- _Work instructions_: Reproduce all the entries, matching the original word for word.

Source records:
↓
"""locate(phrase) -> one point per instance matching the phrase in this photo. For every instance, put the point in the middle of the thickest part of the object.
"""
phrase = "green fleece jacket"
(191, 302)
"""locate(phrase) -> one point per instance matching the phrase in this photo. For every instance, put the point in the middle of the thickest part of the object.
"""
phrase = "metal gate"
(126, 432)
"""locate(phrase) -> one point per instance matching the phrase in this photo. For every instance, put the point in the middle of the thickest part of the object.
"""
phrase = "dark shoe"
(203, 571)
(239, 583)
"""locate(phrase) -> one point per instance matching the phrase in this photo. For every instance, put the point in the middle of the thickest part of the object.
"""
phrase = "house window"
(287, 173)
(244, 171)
↑
- _Task answer_:
"""locate(phrase) -> one point per instance matching the phrase in this photo. For every instance, put the point in the middle of the thickest part of the object.
"""
phrase = "green fleece jacket"
(191, 302)
"""locate(phrase) -> one point per instance matching the phrase in this photo. For every instance, put the point in the middle of the thickest part of the object.
"""
phrase = "metal gate"
(126, 432)
"""locate(phrase) -> one point per instance matching the phrase in this photo. For every instance, put the point in the middle of the thickest part of the object.
"""
phrase = "dark shoe"
(203, 571)
(239, 583)
"""locate(phrase) -> one point per instance matching the phrase in this photo. For every instance, put the point in the middle of the thickest part of the object.
"""
phrase = "house window"
(287, 173)
(244, 171)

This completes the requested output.